Görevler ->
a) Lütfen aşağıdaki söyleşide geçen “Bir kadına bir film yapılması, bir şarkı sözü yazılması ya da beste yapılması gurur verici bir şey.” cümlesini İngilizceye çevirin.
b) Aşağıdaki söyleşiyi son sorunun ardından kaldığı yerden sürdürün.

Söyleşi Metni ->

Mucizelere inanır mısınız?
Bu insanın elinde olan bir şeydir. Kişi kendisi çağırır. Düşünceleriyle, kalbiyle, beyniyle ve Allah’a olan inançla gerçekleşir diye düşünüyorum.
Neredesin filmine ilham verenin siz olduğu söyleniyor…
Hiç ilgisi yok. Benim olmama imkan yok. Ben zaten o değilim. (Kahkahalar).
Olsaydım ‘Filmde oynardım’ dermişiniz…
Yok gerçekten ben değilim. Bir kadına bir film yapılması, bir şarkı sözü yazılması ya da beste yapılması gurur verici bir şey. Ben olsaydım ‘Bendim’ derdim. Hiç çekinmem, aksine gururla söylerim.
Ayrı kaldığınız dönemlerde yeni çıkan sesleri dinlediğinizde içinizin cız ettiği olur muydu?

Veri Kayıtları ->
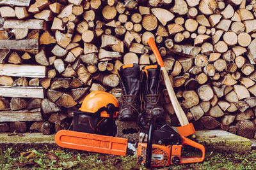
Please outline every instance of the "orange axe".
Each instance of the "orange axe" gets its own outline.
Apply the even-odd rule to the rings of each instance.
[[[163,71],[163,74],[164,76],[165,86],[168,93],[169,94],[170,99],[172,101],[172,105],[175,111],[176,115],[180,122],[181,126],[177,127],[179,134],[184,136],[188,136],[193,134],[195,132],[194,126],[191,123],[189,123],[188,118],[186,116],[185,113],[181,108],[180,105],[177,99],[175,93],[174,92],[173,88],[172,86],[171,81],[169,79],[169,76],[167,73],[166,69],[164,67],[164,62],[163,62],[162,57],[161,57],[160,53],[156,45],[155,41],[152,37],[148,38],[147,41],[148,45],[150,46],[154,54],[156,56],[156,60],[158,64],[161,66],[161,69]]]

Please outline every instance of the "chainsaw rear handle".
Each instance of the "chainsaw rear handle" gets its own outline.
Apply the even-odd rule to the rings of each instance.
[[[204,146],[195,141],[193,141],[187,138],[185,138],[181,136],[182,138],[182,143],[181,143],[182,145],[189,145],[192,147],[196,148],[201,150],[202,152],[202,157],[180,157],[180,164],[188,164],[188,163],[195,163],[202,162],[204,159],[205,155],[205,148]]]

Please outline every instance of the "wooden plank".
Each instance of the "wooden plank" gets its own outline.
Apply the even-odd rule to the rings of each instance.
[[[38,39],[0,39],[0,49],[12,49],[32,53],[38,53]]]
[[[46,67],[43,66],[0,64],[1,76],[44,78],[45,74]]]
[[[0,122],[24,122],[42,121],[41,108],[34,110],[23,110],[19,111],[0,111]]]
[[[44,87],[0,86],[0,96],[44,99]]]
[[[4,22],[4,28],[19,28],[30,29],[46,29],[46,22],[44,20],[7,20]]]
[[[1,0],[0,4],[28,6],[31,0]]]

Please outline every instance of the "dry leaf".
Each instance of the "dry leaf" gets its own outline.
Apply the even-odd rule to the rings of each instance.
[[[14,135],[17,135],[16,130],[14,131],[13,132],[10,133],[10,134],[8,134],[7,136],[14,136]]]
[[[28,159],[31,158],[34,158],[35,157],[35,154],[32,150],[27,152],[22,152],[20,153],[20,155]]]
[[[113,166],[116,166],[116,165],[117,165],[118,164],[119,164],[119,163],[121,162],[122,162],[122,160],[121,160],[121,159],[116,159],[116,160],[114,160],[114,162],[113,163]]]
[[[23,167],[26,166],[35,165],[35,162],[33,160],[28,162],[16,162],[12,166],[13,167]]]
[[[101,161],[104,161],[106,160],[106,156],[105,155],[100,155],[100,159]]]
[[[51,160],[59,160],[59,158],[54,154],[54,153],[53,153],[52,152],[47,152],[46,153],[46,157],[47,157],[47,158],[49,158],[49,159],[51,159]]]

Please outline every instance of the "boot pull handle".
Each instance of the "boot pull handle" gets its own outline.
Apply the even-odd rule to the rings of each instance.
[[[164,62],[163,61],[162,57],[161,57],[159,51],[158,51],[157,47],[156,46],[155,41],[154,40],[154,38],[150,37],[150,38],[148,38],[147,43],[149,46],[150,46],[154,54],[155,55],[158,64],[159,64],[161,67],[164,67]]]

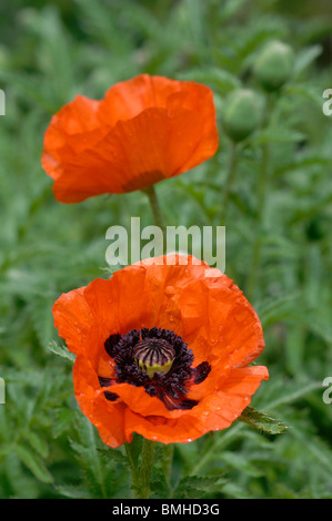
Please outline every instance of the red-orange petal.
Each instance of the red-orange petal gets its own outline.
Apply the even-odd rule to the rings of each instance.
[[[77,96],[44,135],[42,166],[58,201],[142,190],[210,159],[218,149],[212,91],[143,74],[101,101]]]

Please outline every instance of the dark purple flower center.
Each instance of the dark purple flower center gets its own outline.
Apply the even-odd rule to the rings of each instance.
[[[115,362],[115,378],[99,378],[101,387],[127,382],[144,387],[145,392],[163,401],[169,410],[192,409],[197,400],[187,399],[191,385],[201,384],[211,367],[203,361],[193,368],[193,354],[174,331],[153,327],[132,329],[122,337],[111,335],[104,343],[107,353]],[[104,396],[115,401],[114,392]]]

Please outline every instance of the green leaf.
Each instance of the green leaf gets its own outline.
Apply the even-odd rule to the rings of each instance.
[[[27,447],[17,445],[14,447],[14,452],[39,481],[42,481],[43,483],[52,483],[52,476],[42,460],[33,451]]]
[[[288,427],[275,418],[271,418],[265,412],[260,412],[253,407],[247,407],[239,417],[240,421],[250,425],[264,435],[281,435]]]
[[[209,498],[227,482],[224,474],[185,476],[173,491],[174,499]]]

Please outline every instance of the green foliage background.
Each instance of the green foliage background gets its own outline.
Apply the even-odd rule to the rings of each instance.
[[[152,490],[163,498],[332,497],[332,405],[322,399],[322,381],[332,376],[332,116],[322,113],[322,92],[332,88],[331,30],[328,0],[1,2],[1,498],[131,496],[124,452],[104,447],[78,409],[72,360],[51,308],[61,293],[109,276],[109,226],[129,225],[131,215],[151,224],[152,214],[141,193],[57,203],[40,165],[51,115],[77,93],[98,99],[140,72],[210,85],[218,153],[157,191],[167,224],[221,225],[229,163],[224,100],[241,85],[264,96],[252,64],[272,38],[293,47],[295,70],[268,126],[239,151],[225,272],[250,292],[264,328],[259,362],[269,367],[270,380],[252,406],[289,429],[266,436],[235,422],[177,445],[170,480],[157,464]],[[270,177],[260,224],[266,144]]]

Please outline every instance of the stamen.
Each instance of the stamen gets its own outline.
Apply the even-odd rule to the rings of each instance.
[[[192,409],[197,400],[187,398],[192,385],[201,384],[211,367],[207,361],[195,368],[193,353],[174,331],[152,327],[132,329],[125,335],[111,335],[104,344],[108,355],[115,364],[115,377],[100,377],[101,387],[112,382],[127,382],[144,387],[145,392],[159,398],[167,409]],[[104,391],[105,398],[114,401],[114,392]]]
[[[169,372],[175,350],[162,338],[143,338],[134,346],[133,356],[139,367],[152,378],[157,371]]]

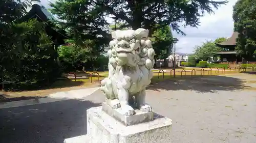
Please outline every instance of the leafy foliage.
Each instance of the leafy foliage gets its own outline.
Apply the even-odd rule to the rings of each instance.
[[[198,67],[200,68],[206,68],[208,66],[208,63],[207,61],[199,61],[198,63]]]
[[[12,88],[38,88],[59,76],[52,55],[53,43],[43,23],[31,20],[15,24],[4,33],[5,42],[0,45],[2,76],[4,80],[15,82]]]
[[[217,38],[214,42],[207,41],[203,42],[201,46],[196,46],[195,48],[195,53],[198,60],[207,61],[213,56],[215,52],[224,51],[225,49],[216,45],[215,43],[221,43],[227,40],[227,38],[221,37]]]
[[[172,52],[174,42],[173,34],[169,26],[166,26],[155,31],[152,40],[153,46],[156,55],[156,59],[165,59]]]
[[[73,71],[88,61],[91,49],[76,44],[73,40],[67,40],[66,42],[66,45],[58,48],[59,61],[63,71]]]
[[[20,0],[0,1],[0,28],[3,24],[10,24],[20,18],[26,13],[26,8],[30,4],[28,1],[21,2]]]
[[[151,34],[153,34],[156,30],[169,24],[174,30],[182,33],[179,28],[179,22],[184,21],[186,25],[196,26],[199,25],[200,17],[203,15],[201,14],[212,13],[212,7],[217,8],[226,2],[204,0],[58,0],[52,6],[54,7],[53,13],[58,14],[60,19],[67,20],[72,14],[73,17],[70,18],[81,19],[78,22],[88,20],[88,24],[84,23],[86,26],[93,20],[96,21],[95,25],[103,26],[106,21],[101,17],[114,15],[118,22],[123,23],[122,27],[131,26],[133,29],[143,27],[151,30]],[[75,15],[76,18],[74,17]],[[158,26],[154,26],[157,25]]]
[[[51,6],[52,12],[58,16],[59,23],[69,31],[76,41],[95,40],[94,51],[102,51],[102,45],[111,38],[106,20],[114,16],[118,28],[142,27],[149,30],[149,37],[154,37],[157,59],[167,56],[172,45],[169,28],[185,34],[178,23],[196,27],[205,12],[212,13],[212,7],[225,4],[226,1],[124,1],[124,0],[57,0]],[[111,26],[113,29],[113,25]],[[168,28],[168,30],[167,29]]]
[[[208,64],[208,67],[211,68],[228,68],[228,64]]]
[[[190,67],[191,66],[191,63],[189,62],[181,62],[181,66],[185,66],[185,67]]]
[[[255,6],[255,0],[239,0],[233,10],[234,31],[239,33],[236,51],[247,60],[255,60],[256,55]]]

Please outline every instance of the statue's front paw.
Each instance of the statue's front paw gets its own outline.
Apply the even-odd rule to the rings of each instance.
[[[151,112],[152,111],[152,107],[148,105],[145,105],[140,107],[140,110],[146,112]]]
[[[116,103],[112,105],[112,108],[118,109],[121,107],[120,103]]]
[[[123,115],[126,116],[131,116],[135,114],[135,111],[131,106],[125,105],[124,107],[121,107],[123,111]]]

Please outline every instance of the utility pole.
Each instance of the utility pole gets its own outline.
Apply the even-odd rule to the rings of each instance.
[[[176,76],[176,42],[178,42],[178,39],[174,38],[174,77],[175,77]]]
[[[116,17],[115,17],[115,31],[116,31]]]

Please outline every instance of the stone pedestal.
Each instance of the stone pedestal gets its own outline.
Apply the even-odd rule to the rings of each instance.
[[[66,139],[64,142],[166,143],[172,142],[171,140],[172,123],[172,120],[168,118],[154,113],[153,120],[151,121],[127,126],[127,125],[125,125],[124,124],[124,122],[122,123],[109,114],[102,110],[102,106],[93,107],[87,110],[88,134]],[[150,118],[150,114],[146,116],[149,116]],[[144,119],[147,119],[148,117]],[[129,122],[129,120],[125,120],[128,121],[126,123]],[[146,121],[146,120],[143,121]],[[129,123],[134,123],[134,122]]]

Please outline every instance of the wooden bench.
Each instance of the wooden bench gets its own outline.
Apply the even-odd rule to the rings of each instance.
[[[10,83],[14,83],[15,82],[14,81],[2,81],[2,82],[1,82],[1,83],[2,84],[2,90],[3,91],[4,91],[4,84],[10,84]]]

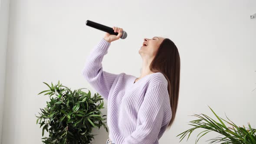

Görev Yanıtları ->
a) Having a film made, song lyrics written, or music composed for a woman is something to be proud of.

b)
İçim çok acıyordu. Önüne gelen şarkıcı oluyor diye üzülüyordum. Düşünsenize iyi bir ses, iyi bir şarkıcısınız yani un, yağ ve şeker var ama helva yapacak kimse yok. Bu bir ekip işi tabii. Bir kere şansızlıklar geldi mi peşi sıra olur ya hep böyle oldu. Demek ki zamanı değilmiş. Her şeyin bir zamanı varmış. Bu hayatta hiçbir şey tesadüf değil. En basit bir karşılaşmanın bile bir tesadüf olmadığına inanıyorum. İyi düşündüğünüzde ödüllendiriliyorsunuz. Cennet ve cehennem de bu dünyada. Bana kötülük yapanın cezalandırıldığını ben gördüm. Sonsuz bir ilahi adalet olduğunu düşünüyorum. İçimde bu duygular olmasa kesinlikle ayakta duramazdım ve yaşayamazdım. Ben mutlu olduğumda herkes mutlu olsun istiyorum.
Aşka inanır mısınız?
Aaa, aşksız olur mu? İnanırım tabii. Aşka aşığım zaten. Ama maalesef üç yıldır yalnızım. Ama artık aşık olmak istiyorum. Aday var mı diye soracak olursanız bir tane var aslında. Ama o bunu bilmiyor...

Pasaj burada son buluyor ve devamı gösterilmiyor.